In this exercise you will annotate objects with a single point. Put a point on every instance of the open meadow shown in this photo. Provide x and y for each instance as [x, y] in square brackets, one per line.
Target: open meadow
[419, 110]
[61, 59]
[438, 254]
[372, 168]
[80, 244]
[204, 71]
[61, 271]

### [WHAT YOU WILL DO]
Exact copies of all the records are required.

### [RESPONSE TO THE EXERCISE]
In this exercise you will annotate objects with a single point. Put a point on every instance of the open meadow shown in this photo. Provide x and y for each instance as [x, y] in square brackets, one per line.
Target: open meadow
[419, 110]
[61, 59]
[438, 254]
[372, 168]
[80, 244]
[204, 71]
[61, 271]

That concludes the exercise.